__TASK OBJECTIVE__
Copy out each line in the records below that contains the string "column", matching uppercase and lowercase letters exactly.

Object location annotation data:
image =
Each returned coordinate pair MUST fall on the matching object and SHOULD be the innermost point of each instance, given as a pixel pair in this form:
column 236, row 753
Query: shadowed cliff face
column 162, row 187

==

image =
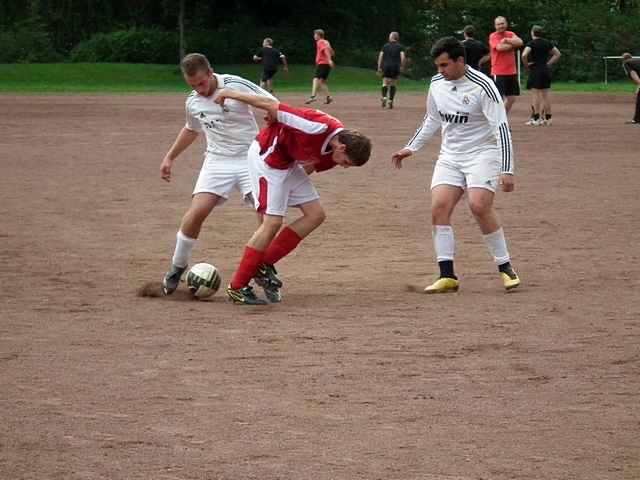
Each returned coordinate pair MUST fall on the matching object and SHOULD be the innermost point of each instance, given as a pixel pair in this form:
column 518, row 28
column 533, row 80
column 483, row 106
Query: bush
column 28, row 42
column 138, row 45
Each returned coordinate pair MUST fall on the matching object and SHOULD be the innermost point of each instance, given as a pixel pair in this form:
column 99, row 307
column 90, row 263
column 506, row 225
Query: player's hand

__SOLUTION TO THIS TASK__
column 236, row 753
column 162, row 187
column 518, row 28
column 533, row 80
column 483, row 106
column 28, row 42
column 138, row 45
column 99, row 307
column 90, row 263
column 506, row 225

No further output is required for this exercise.